▶ _WORK REQUIRED_:
Please repeat all of the records, keeping every word unchanged.

(DATA IN THIS EXERCISE begins)

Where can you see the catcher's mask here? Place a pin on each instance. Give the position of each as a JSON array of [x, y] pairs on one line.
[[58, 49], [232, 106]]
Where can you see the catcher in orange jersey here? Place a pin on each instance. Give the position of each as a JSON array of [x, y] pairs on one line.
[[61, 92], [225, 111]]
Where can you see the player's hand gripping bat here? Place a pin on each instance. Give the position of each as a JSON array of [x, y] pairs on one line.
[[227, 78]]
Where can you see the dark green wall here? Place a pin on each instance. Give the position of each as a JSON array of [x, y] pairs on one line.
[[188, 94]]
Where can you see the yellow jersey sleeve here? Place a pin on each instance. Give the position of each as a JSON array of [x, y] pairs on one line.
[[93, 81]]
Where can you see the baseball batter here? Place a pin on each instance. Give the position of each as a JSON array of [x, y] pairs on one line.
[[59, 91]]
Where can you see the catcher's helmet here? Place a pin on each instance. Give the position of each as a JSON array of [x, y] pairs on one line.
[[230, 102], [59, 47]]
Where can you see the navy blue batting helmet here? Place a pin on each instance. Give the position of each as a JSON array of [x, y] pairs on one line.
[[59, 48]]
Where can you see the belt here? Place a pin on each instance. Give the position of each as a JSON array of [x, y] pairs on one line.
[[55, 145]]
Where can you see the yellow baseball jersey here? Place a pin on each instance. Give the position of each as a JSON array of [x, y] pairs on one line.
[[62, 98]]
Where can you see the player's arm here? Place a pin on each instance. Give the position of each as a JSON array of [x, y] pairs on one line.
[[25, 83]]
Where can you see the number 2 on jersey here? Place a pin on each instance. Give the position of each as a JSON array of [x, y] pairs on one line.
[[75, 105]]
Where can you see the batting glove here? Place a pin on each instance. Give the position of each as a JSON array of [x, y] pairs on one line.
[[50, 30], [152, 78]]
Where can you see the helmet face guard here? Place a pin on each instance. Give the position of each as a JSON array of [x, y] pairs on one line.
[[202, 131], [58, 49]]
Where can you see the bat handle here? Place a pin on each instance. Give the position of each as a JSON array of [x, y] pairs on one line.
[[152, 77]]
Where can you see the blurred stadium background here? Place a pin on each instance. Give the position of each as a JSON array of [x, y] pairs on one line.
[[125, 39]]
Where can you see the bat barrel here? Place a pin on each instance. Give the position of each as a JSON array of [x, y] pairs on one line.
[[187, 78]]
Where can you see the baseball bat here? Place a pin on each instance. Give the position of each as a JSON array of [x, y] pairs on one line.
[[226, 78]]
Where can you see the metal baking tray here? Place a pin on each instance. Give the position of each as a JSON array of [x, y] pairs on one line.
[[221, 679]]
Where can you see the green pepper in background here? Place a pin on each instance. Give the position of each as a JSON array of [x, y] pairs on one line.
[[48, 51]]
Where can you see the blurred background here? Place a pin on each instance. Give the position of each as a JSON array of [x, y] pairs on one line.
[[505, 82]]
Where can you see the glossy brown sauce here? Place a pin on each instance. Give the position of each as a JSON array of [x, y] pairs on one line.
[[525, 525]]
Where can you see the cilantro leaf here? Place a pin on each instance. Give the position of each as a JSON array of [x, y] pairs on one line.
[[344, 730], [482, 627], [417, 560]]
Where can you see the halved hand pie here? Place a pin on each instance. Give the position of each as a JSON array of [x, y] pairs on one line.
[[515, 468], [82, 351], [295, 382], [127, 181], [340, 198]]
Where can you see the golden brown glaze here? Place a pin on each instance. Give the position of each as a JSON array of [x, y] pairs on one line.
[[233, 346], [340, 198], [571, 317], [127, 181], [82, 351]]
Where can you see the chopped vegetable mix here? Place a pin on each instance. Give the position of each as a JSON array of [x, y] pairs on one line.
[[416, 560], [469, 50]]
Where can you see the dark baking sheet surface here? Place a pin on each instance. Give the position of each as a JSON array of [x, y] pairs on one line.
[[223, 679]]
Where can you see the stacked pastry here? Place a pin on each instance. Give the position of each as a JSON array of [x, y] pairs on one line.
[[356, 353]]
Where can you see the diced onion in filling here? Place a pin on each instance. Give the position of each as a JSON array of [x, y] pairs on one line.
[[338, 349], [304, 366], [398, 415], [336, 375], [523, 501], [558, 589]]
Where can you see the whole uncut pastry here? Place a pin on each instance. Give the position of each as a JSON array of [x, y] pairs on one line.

(DATA IN THIS EXERCISE ends)

▶ _PROBLEM SOLUTION_:
Where can you see the catcher's mask here? Place a pin on each instance. Give the position of each as a JSON array of [x, y] pairs on one line.
[[58, 49], [232, 106]]
Where can you see the catcher in orange jersey here? Place a pin on each instance. Give the position of each as a JSON array of [x, y] pairs on one line.
[[61, 92], [225, 111]]
Where can you see the player's hand gripping bat here? Place a pin on each instance. Give the position of each as a JSON array of [x, y] pairs on one line.
[[227, 78]]
Where can you see the dark green wall here? Place a pin on each instance. Give the position of each as a JSON array of [x, y] pairs on one line.
[[188, 94]]
Where can you see the yellow jersey sleeve here? Place a pin on each instance. Give the position of each as a JSON array of [x, y] pairs on one line.
[[93, 81]]
Where can you see the baseball batter here? Place a pin on each instance. Give the position of each as a JSON array of [x, y] pairs on one line.
[[59, 91]]
Where can you see the catcher's helmet here? Place a pin on each instance. Give the position of each as a JSON array of [x, y] pairs on one line.
[[230, 102], [59, 47]]
Where can you see the navy blue batting helmet here? Place a pin on each instance. Give the position of each as a JSON array of [x, y] pairs on one line.
[[59, 48]]
Where can you see the belt here? Place a pin on each instance. Give the position of each as a JSON array of [x, y] pairs on one line.
[[55, 145]]
Where can you see the yellow baseball jersey here? Place a pin on each instance. Give the position of each as a JSON array of [x, y] pairs on one line.
[[62, 98]]
Where can you see the player's arm here? Place a pin on each instance. Give the position of each as a JSON array of [x, y] pairs on one line.
[[25, 83]]
Where can you see the number 2 on jersey here? Place a pin on each instance. Give the position of each as a JSON array of [x, y] pairs on one line.
[[75, 105]]
Where can you see the batting glove here? Place a pin on each instance. Give the position of each as a JSON array of [x, y] pairs on one line.
[[50, 30], [152, 78]]
Where can you see the helmet face guard here? Place a pin on each instance. Give the position of each as a JSON array of [x, y] pairs on one line.
[[202, 131], [58, 49]]
Where can you see the bat handle here? Place a pin on each instance. Give the position of each as a JSON array of [x, y] pairs on one line.
[[152, 77]]
Where can you see the blurred stadium background here? Place a pin on each instance. Give the position of each as a JSON array of [x, y] pairs on one line.
[[125, 39]]
Where can you see the bat barrel here? Place a pin on each instance. Give the position of each as a JSON array of [x, y] pairs on one line.
[[187, 78]]
Where can you see the baseball bat here? Place a pin on each instance. Give the position of each as a JSON array of [x, y] pairs on one line.
[[226, 78]]
Where can you see the metal baking tray here? Place a pin on each instance. Give the position of each as a JSON array of [x, y] pairs on one line.
[[221, 679]]
Where can you see the green pepper in background here? Place a pin on each instance. Give the position of each as a JSON array of [x, y] pairs on one line.
[[48, 51]]
Where can you see the blurred background here? Place a pin on each instance. Give the position of each as a JSON array of [x, y] pairs on one line.
[[505, 82]]
Where can you see the glossy brown sauce here? Place a pin on each instance. Give the position of each as a JSON array of [x, y] pairs on one line.
[[525, 525]]
Where can you see the cilantro leaf here? Place a pin on each instance. Give the position of each as a JSON array of [x, y] pairs on one line.
[[344, 730], [482, 627], [417, 560]]
Where can you see the halved hand pie here? Place a pin on each instance. Give the position of each as a JSON array of [x, y] pairs on one line.
[[515, 468], [82, 351], [295, 382], [127, 181], [340, 198]]
Where can you see the golden brown glaze here? Place a pin on each instance. Give the position of each as a JSON array of [x, y] pairs on one line.
[[233, 346], [340, 198], [571, 317], [127, 181], [82, 351]]
Where can you see the chopped vegetable mix here? Place a pin on each instance. Give the position of each as a JSON array of [x, y] pairs on one line.
[[416, 560], [469, 50]]
Where can you see the dark baking sheet surface here? Place a pin on each instance. Give the position of each as a JSON array of [x, y] pairs on one line.
[[223, 679]]
Where can you see the stacked pastry here? Place a pin on each instance. Give the position of each as a JSON array of [x, y] pairs on one line.
[[356, 353]]
Where can you see the diced onion in filling here? Place a pin on each instance. Give the position of each as a JSON array of [x, y] pairs on one line.
[[338, 349], [304, 366], [398, 415], [336, 375], [523, 501], [558, 589]]
Where can you see the whole uncut pastry here? Place a pin on each instance. Give the position of each as a JSON array of [x, y] pairs on one line.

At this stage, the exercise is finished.